*Goal*. In the homelessness article, condense the paragraph beginning "Lurz said the uptick" into a single shorter sentence that keeps its figures.

*Selected excerpt*.
Lurz said the uptick over the last few years in the number of single homeless individuals, versus homeless families, presents a fundraising challenge. This year, the count found only 29 homeless adults with children, in comparison to 142 homeless individuals without children.
Single homeless individuals, Lurz said, traditionally don’t capture the public’s attention or philanthropy to the extent that families do.
“It’s a lot easier to get assistance when you see a child or a family and single individuals sometimes just don’t get the same kind of response from the community about wanting to help,” Lurz said.
And while the decrease in the homeless individuals counted as part of the poin-tin-time between 2011 and 2018 is encouraging, Lurz said her office isn’t complacent. If anything, she said, the obstacles facing the homeless population in the city are growing
by the year.
“The clients that we have now are really presented with higher barriers and it’s going to take a lot more resources, financial and otherwise, to help people move from homelessness into housing again,” Lurz said. “I think we’re really getting to the point where some of the clients that we’re serving, it’s not easy to fundraise to serve the population.”
Though the barriers facing the city’s homeless population are high, those working
to help are encouraged by making an impact on even one person. Lamm said Carpenter’s
Shelter volunteers were prepared to not find anyone on their early morning canvas.
She said, while it wouldn’t have been a failure if they hadn’t, the possibility of helping one man is a worthwhile experience.
“It was moving to be part of it. It felt good to be out there. … It felt good that if there was someone out there, we found them and could get them connected to services,” Lamm said. “I don’t think on day one he’s going to open up to services. It’ll take a period of time to build a rapport. But now the city is aware of them and they can send those resources there.”

(Excerpt from a dataset)
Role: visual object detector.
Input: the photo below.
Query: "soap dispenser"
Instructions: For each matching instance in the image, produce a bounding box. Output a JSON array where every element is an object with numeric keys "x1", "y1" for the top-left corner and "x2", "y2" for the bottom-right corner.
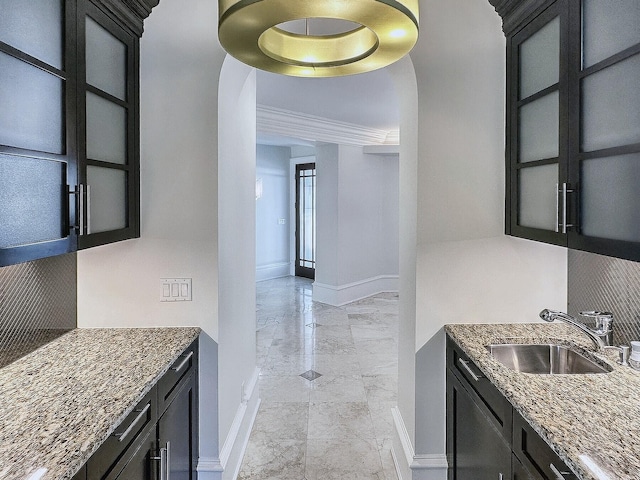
[{"x1": 629, "y1": 341, "x2": 640, "y2": 370}]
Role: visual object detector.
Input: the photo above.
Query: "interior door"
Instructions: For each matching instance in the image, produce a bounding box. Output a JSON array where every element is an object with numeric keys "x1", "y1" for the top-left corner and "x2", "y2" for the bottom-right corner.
[{"x1": 296, "y1": 163, "x2": 316, "y2": 279}]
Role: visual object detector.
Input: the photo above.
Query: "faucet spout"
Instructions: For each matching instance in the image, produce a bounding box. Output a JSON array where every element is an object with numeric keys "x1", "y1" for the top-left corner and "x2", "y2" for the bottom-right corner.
[{"x1": 540, "y1": 308, "x2": 613, "y2": 352}]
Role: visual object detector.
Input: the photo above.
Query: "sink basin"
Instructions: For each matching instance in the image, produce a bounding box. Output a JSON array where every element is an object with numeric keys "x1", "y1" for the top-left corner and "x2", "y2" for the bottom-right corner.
[{"x1": 487, "y1": 344, "x2": 611, "y2": 374}]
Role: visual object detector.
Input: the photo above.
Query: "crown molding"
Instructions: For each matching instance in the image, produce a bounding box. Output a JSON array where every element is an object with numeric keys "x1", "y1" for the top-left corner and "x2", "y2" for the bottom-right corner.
[
  {"x1": 92, "y1": 0, "x2": 160, "y2": 37},
  {"x1": 489, "y1": 0, "x2": 552, "y2": 35},
  {"x1": 256, "y1": 105, "x2": 399, "y2": 146}
]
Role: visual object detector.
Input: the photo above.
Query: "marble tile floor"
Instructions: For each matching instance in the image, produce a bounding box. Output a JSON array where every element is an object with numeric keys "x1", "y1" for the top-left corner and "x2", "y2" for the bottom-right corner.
[{"x1": 238, "y1": 277, "x2": 398, "y2": 480}]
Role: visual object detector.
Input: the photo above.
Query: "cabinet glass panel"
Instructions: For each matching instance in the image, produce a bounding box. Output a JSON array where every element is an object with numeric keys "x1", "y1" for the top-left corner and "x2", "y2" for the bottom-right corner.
[
  {"x1": 518, "y1": 164, "x2": 558, "y2": 230},
  {"x1": 581, "y1": 153, "x2": 640, "y2": 242},
  {"x1": 87, "y1": 92, "x2": 127, "y2": 165},
  {"x1": 518, "y1": 92, "x2": 560, "y2": 162},
  {"x1": 87, "y1": 166, "x2": 127, "y2": 233},
  {"x1": 85, "y1": 17, "x2": 127, "y2": 100},
  {"x1": 582, "y1": 52, "x2": 640, "y2": 151},
  {"x1": 0, "y1": 155, "x2": 66, "y2": 248},
  {"x1": 0, "y1": 0, "x2": 64, "y2": 70},
  {"x1": 582, "y1": 0, "x2": 640, "y2": 68},
  {"x1": 0, "y1": 52, "x2": 64, "y2": 153},
  {"x1": 519, "y1": 18, "x2": 560, "y2": 99}
]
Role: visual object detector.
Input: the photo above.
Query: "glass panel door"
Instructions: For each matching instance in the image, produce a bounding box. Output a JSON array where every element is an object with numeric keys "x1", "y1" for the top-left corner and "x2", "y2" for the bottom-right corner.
[
  {"x1": 569, "y1": 0, "x2": 640, "y2": 255},
  {"x1": 508, "y1": 2, "x2": 568, "y2": 244},
  {"x1": 296, "y1": 163, "x2": 316, "y2": 279}
]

*Exercise result*. Lurz said the recent rise in single homeless individuals relative to homeless families makes fundraising harder, with this year's count finding 29 homeless adults with children and 142 homeless individuals without children.